[Source passage]:
╔══
If you know someone who cannot read this information, but longs to, tell them to pick up the telephone and dial 576-7323 (READ).
The number is the new hotline of the Baltimore City Literacy Volunteer Corps, a service not only for those who want to learn to read, but also for those who want to volunteer as literacy teachers.
The hotline acts as an information and referral service and was created by Baltimore Reads, Inc. the non-profit partnership between Baltimore City and the United Way of Central Maryland. It is designed to relieve the various, and often understaffed, literacy centers in the area.
Members of the Senior Aide Program work at the hotline, taking interviews and offering information and referrals. The Senior Aide Program is sponsored by the Baltimore City Health Department, and its members have been specially trained as interviewers.
The hotline is in operation Monday through Friday from 9 a.m. to 5 p.m. At other times an answering machine takes call which are later returned.
Rachel Skolnik, volunteer coordinator for the hotline, says there are an estimated 200,000 adults in the city who cannot read the label of a medicine bottle, a street sign or a birthday card, but would like to learn.
The hotline will also help to make sure potential volunteers will be placed where they are most needed, she says. ''We need volunteers as tutors as well as classroom, library and computer lab aides, office workers and much more.''
One volunteer to the program is Lloyd Haag, who has lived in Baltimore for 35 years and says, ''I'm a city booster.''
Since February he has tutored at the Zion Church Literacy Group at 400 E. Lexington St., and says he loves it.
His student, who is in his 30s, has a third-grade reading level and ''we work together once or twice each week. I feel very good about him," Mr. Haag says, adding, "he has done extremely well and he, too, seems very happy with his progress,''
Mr. Haag, who won't divulge his age except to joke that he is ''semi-retired and holding,'' is also a sailor. ''I've always sailed," he says. "And since I obtained my captain's license several years ago, I have operated a charter sailing service on my 36-foot sailboat the Simpatica, taking groups out for a day or several days.''
His wife Joan is a supervisor in speech and language therapy at Towson State University. They have three grown children.
╚══
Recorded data
╔══
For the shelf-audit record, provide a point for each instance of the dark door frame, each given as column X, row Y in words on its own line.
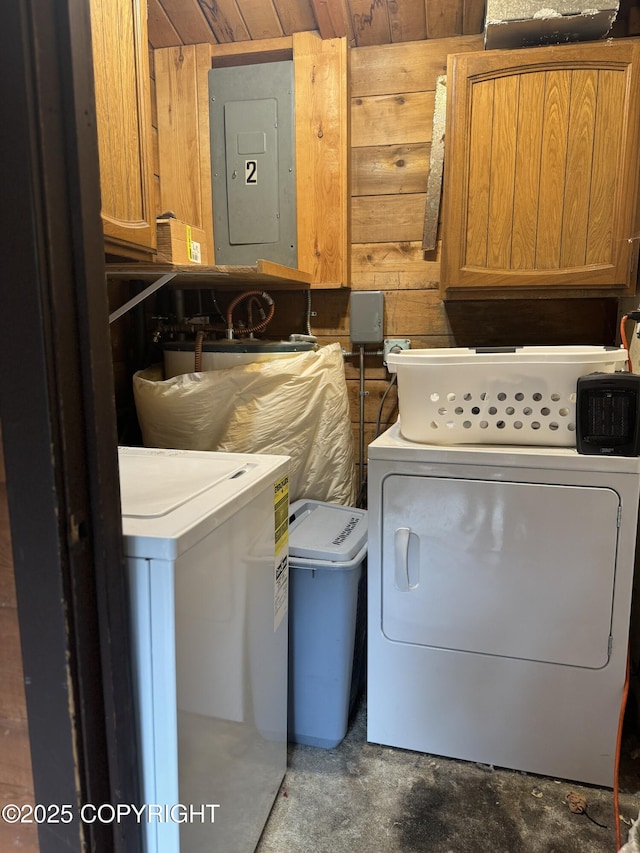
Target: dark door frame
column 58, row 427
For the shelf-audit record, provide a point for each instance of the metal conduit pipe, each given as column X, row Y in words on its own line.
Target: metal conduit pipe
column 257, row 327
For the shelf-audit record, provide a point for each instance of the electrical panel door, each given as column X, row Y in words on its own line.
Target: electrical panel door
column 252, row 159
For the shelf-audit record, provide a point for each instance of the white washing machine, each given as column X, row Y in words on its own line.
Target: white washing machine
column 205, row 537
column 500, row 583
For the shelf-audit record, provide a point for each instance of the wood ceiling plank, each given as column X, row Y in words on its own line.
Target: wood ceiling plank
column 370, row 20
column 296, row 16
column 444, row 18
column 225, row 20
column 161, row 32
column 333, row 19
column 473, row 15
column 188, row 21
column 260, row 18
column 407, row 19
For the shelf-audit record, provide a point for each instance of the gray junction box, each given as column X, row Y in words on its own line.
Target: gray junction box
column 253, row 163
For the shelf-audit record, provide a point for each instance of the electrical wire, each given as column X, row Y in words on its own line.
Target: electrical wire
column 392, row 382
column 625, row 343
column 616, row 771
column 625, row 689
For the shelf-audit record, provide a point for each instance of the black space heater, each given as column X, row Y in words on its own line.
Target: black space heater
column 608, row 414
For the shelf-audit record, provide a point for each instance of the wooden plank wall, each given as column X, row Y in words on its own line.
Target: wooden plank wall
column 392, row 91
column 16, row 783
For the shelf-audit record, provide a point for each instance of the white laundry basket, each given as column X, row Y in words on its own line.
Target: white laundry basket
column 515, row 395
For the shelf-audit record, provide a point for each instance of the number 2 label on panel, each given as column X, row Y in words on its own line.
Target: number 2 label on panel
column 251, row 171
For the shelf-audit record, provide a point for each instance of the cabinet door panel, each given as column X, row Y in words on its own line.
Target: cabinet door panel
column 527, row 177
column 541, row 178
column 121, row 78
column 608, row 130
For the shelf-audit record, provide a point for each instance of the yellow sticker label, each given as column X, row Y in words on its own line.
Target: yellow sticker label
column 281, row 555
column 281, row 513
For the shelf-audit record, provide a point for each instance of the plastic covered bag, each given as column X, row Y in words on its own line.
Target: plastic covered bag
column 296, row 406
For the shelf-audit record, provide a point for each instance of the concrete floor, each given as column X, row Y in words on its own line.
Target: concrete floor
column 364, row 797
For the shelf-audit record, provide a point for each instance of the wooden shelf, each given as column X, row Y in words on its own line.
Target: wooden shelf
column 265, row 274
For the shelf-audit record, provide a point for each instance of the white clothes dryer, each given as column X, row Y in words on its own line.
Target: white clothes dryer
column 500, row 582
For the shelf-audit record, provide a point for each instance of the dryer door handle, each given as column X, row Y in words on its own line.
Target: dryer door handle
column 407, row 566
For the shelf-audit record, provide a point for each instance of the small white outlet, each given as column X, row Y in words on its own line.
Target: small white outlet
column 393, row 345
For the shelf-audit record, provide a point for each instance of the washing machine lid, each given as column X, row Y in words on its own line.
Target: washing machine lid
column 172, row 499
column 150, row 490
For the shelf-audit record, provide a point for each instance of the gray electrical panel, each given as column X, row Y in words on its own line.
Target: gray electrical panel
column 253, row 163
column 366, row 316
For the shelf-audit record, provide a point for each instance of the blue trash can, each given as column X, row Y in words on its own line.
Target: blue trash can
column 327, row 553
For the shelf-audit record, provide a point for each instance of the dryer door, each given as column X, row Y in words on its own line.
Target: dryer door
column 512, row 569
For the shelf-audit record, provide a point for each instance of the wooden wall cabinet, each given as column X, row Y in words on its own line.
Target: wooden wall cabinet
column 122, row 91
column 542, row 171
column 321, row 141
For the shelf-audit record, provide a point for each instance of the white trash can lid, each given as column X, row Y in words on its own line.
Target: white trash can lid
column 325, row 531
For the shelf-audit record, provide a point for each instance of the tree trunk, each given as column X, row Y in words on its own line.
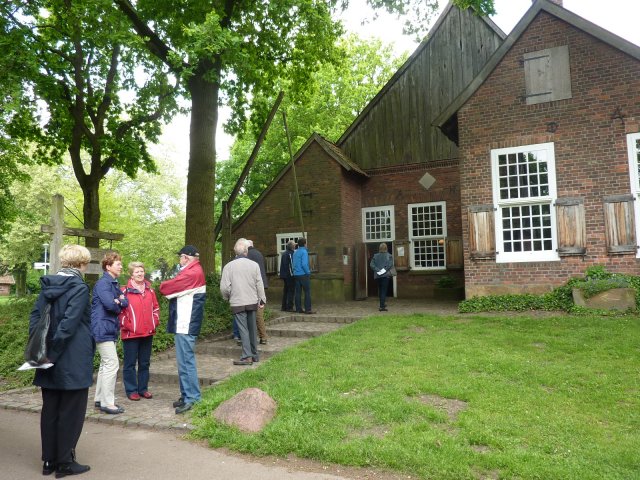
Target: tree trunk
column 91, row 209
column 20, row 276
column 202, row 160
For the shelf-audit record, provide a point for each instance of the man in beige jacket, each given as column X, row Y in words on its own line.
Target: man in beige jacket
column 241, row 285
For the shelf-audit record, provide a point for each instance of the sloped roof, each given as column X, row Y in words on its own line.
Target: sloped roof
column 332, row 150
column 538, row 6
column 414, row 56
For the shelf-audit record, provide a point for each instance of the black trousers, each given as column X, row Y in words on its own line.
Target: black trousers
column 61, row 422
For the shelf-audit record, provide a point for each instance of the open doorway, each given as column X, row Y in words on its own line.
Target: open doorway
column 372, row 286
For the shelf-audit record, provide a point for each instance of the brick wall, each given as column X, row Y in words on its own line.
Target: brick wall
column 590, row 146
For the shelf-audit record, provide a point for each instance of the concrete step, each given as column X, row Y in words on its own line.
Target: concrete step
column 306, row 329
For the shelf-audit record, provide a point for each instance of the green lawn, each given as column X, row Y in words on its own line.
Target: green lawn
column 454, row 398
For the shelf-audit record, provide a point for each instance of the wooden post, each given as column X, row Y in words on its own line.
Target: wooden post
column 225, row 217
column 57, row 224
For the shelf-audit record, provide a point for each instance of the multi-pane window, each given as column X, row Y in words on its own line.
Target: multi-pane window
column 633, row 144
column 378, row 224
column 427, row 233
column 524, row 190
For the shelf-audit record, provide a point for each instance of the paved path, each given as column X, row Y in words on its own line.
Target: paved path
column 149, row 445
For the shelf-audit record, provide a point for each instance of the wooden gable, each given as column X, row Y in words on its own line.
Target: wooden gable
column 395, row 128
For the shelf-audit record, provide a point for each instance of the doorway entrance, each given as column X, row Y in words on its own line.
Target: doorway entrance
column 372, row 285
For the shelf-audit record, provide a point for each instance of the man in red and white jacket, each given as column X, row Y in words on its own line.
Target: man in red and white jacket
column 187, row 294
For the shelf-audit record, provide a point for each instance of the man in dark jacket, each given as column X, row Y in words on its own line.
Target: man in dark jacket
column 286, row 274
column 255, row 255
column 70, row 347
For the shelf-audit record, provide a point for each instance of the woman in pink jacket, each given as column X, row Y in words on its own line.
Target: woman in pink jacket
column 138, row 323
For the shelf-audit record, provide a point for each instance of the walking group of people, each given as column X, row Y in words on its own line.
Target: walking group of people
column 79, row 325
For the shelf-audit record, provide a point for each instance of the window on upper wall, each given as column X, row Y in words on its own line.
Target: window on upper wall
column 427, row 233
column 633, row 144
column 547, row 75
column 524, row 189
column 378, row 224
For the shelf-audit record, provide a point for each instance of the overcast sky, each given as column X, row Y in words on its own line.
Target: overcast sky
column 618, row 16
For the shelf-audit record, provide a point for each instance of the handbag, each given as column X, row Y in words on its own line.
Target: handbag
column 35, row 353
╚══
[What is expected]:
According to the literacy hotline article, during what hours is the hotline in operation?

[Response to this task]:
Monday through Friday from 9 a.m. to 5 p.m.